## Task instructions
Shift every coordinate in the answers up by 107 and write out the listing from its start through the line containing "M 223 87 L 223", inclusive, keeping all other lines as they are.

• • • •

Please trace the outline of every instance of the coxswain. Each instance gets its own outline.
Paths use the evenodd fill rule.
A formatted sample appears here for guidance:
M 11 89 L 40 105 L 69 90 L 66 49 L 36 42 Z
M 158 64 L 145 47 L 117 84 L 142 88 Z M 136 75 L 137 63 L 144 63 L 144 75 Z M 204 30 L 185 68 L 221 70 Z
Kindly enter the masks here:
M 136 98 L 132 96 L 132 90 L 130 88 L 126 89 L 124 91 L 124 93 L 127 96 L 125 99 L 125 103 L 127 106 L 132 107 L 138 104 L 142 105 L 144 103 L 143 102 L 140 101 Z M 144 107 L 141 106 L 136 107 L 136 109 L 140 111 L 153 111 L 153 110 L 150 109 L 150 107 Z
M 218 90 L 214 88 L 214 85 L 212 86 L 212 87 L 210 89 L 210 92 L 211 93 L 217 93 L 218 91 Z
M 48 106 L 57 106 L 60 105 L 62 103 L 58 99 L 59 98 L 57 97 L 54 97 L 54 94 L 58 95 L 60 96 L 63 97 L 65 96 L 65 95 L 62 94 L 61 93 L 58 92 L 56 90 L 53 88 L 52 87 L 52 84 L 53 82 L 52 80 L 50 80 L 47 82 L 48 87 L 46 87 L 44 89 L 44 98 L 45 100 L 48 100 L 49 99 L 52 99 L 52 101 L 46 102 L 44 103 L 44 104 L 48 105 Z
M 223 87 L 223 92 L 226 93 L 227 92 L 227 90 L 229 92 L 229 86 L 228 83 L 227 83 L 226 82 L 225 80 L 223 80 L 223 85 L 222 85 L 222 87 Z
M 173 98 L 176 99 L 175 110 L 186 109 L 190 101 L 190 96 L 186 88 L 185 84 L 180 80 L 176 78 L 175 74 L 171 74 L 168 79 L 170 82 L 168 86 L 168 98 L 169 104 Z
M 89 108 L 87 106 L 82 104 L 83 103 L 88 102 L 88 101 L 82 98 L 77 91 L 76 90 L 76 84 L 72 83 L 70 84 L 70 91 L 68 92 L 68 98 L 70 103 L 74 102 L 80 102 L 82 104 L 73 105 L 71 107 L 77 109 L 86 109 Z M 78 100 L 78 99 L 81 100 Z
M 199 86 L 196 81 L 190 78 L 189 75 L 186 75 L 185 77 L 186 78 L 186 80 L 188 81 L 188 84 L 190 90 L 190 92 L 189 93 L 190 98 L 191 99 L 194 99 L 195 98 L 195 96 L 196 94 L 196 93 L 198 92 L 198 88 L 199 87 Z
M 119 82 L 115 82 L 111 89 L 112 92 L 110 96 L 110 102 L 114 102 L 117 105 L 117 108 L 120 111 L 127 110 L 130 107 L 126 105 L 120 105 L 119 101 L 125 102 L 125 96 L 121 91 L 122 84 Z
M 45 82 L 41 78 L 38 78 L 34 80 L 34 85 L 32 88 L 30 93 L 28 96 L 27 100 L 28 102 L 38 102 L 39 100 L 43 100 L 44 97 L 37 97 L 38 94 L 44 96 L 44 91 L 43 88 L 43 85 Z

• • • •

## Result
Please trace the outline of every instance of the coxswain. Each instance gets its own outline.
Paths use the evenodd fill rule.
A formatted sample appears here for guidance:
M 11 89 L 40 105 L 69 90 L 66 49 L 36 42 Z
M 158 64 L 145 47 L 117 84 L 142 88 Z M 136 75 L 137 63 L 144 63 L 144 75 Z M 204 30 L 185 68 L 221 70 Z
Kindly enter the masks here:
M 243 205 L 239 203 L 239 197 L 237 195 L 233 196 L 231 198 L 231 200 L 234 203 L 232 206 L 232 210 L 234 213 L 239 214 L 245 211 L 249 212 L 251 210 L 250 209 L 247 208 Z M 251 214 L 248 213 L 243 214 L 243 216 L 247 218 L 260 218 L 260 217 L 257 216 L 257 214 Z
M 325 197 L 321 195 L 321 192 L 319 193 L 319 194 L 317 196 L 317 199 L 318 200 L 324 200 L 325 198 Z
M 155 213 L 164 213 L 167 212 L 169 210 L 165 206 L 166 205 L 164 204 L 161 204 L 161 201 L 165 202 L 167 203 L 170 204 L 172 203 L 172 202 L 169 201 L 168 200 L 165 199 L 163 197 L 160 195 L 159 194 L 159 191 L 160 189 L 159 187 L 157 187 L 154 189 L 155 194 L 153 194 L 151 196 L 151 205 L 152 207 L 155 207 L 156 206 L 159 206 L 159 208 L 153 209 L 151 210 L 151 211 L 155 212 Z
M 330 194 L 330 199 L 333 200 L 334 199 L 334 197 L 336 199 L 336 193 L 335 190 L 334 190 L 333 189 L 332 187 L 330 187 L 330 192 L 329 192 L 329 194 Z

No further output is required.